What you should do:
Exactly copy the final stretch of the listing below: the line with "Target: dense forest" and every line after it.

Exercise material:

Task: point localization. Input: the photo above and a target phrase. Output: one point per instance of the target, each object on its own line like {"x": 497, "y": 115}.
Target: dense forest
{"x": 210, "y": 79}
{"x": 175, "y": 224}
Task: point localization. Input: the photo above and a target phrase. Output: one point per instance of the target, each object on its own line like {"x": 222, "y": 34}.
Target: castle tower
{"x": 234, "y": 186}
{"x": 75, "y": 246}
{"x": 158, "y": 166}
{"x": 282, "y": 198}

Completed task:
Target: dense forest
{"x": 210, "y": 79}
{"x": 175, "y": 224}
Task: point localization. Input: the photo above and a target phrase. Output: one point per instance of the target, each object on its own line like {"x": 222, "y": 34}.
Target: castle tower
{"x": 234, "y": 186}
{"x": 75, "y": 246}
{"x": 158, "y": 166}
{"x": 282, "y": 198}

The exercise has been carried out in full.